Lines in the data below that contain the word "found" are to be copied.

Top of Input data

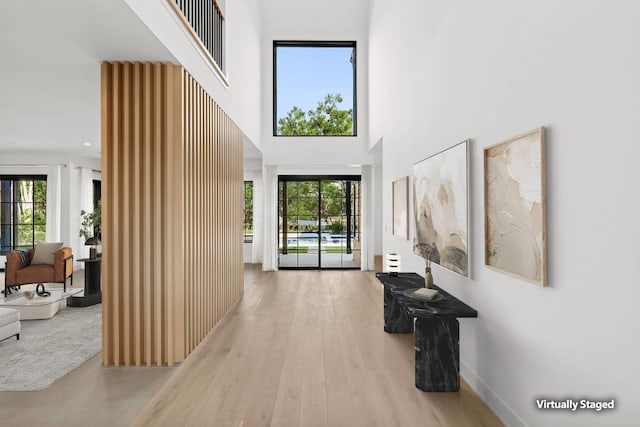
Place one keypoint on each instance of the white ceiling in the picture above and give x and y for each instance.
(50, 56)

Bottom of Input data
Top of Input data

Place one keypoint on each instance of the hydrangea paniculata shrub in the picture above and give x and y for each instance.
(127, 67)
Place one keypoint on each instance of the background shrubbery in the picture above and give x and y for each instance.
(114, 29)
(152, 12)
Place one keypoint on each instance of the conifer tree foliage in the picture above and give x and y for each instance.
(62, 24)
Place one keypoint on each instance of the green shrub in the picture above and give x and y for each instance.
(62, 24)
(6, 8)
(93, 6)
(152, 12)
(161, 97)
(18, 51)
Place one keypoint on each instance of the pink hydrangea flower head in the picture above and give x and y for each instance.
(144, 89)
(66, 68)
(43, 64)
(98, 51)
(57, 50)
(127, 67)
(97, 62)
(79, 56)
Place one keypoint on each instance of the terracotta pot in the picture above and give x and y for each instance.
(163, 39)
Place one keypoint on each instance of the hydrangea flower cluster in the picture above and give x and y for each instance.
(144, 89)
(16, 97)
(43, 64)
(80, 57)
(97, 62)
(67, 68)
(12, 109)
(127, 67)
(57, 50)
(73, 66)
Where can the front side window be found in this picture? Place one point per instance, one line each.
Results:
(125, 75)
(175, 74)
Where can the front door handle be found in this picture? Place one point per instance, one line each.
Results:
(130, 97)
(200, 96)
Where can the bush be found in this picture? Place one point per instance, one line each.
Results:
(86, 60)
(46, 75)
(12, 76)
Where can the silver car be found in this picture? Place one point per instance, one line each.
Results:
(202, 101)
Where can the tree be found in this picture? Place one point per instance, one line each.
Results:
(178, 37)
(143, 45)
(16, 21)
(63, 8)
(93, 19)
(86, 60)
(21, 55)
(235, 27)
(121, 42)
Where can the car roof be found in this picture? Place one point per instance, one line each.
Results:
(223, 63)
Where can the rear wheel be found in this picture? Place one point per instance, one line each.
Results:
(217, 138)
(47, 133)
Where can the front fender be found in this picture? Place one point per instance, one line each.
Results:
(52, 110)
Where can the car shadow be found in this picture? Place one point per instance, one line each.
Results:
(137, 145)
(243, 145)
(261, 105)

Bottom of Input data
Top of Input data

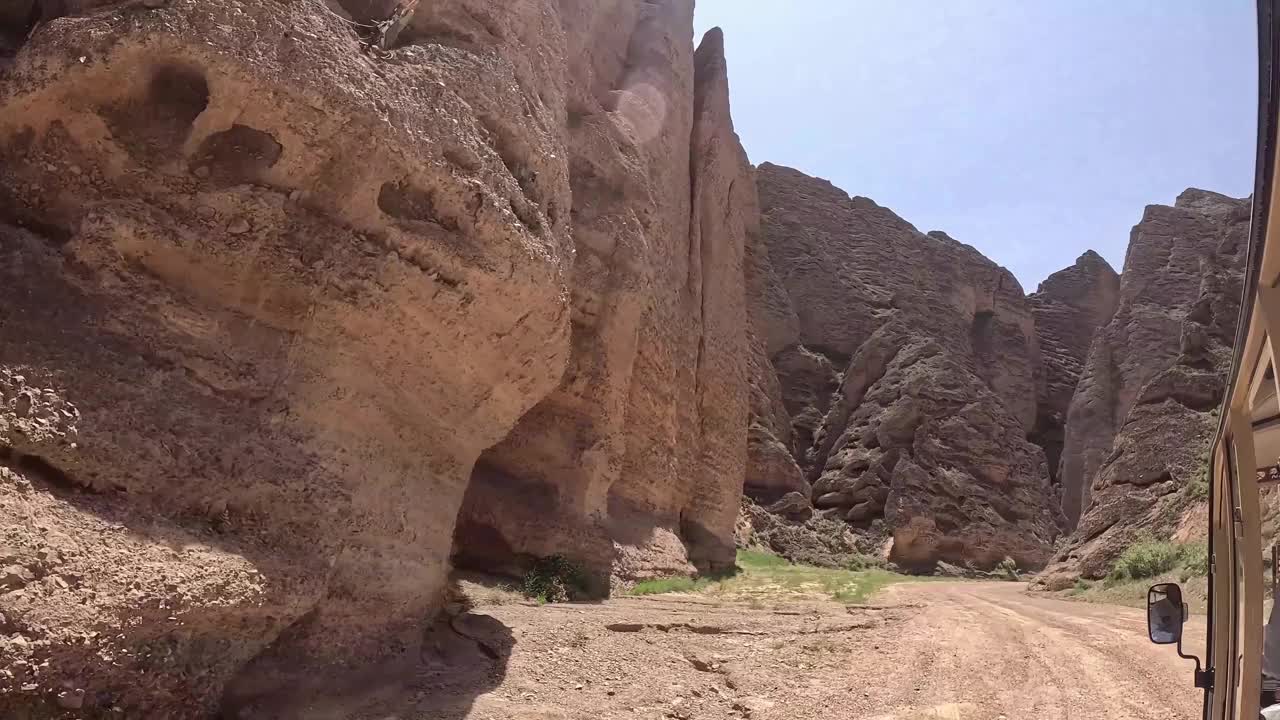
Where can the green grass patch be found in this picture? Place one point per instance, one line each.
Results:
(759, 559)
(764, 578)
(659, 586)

Bottom of Input data

Exercise output ::
Where can the front side window be found in this picture? Place one point per instance, one line each.
Where can the front door handle be found in this picture? Place one point per instance, one line each.
Where can the bush be found in this picture? Place one point per instance, one line each.
Where can the silver car be found in this picture? Place one point per instance, one line each.
Where can the tree be found in this picture? Place one point per instance, one line each.
Where can the car roof be found in this picture? Place one point per instance, one line each.
Where can the rear wheel be found in this picture? Place one point per instance, one line each.
Where can the front fender be found in this picture? Place one point per instance, one line each.
Where can the car shadow be found in this picture? Place one point per instance, one line each.
Where can the green grass patch be found in this picture? Place one point per instance, one line each.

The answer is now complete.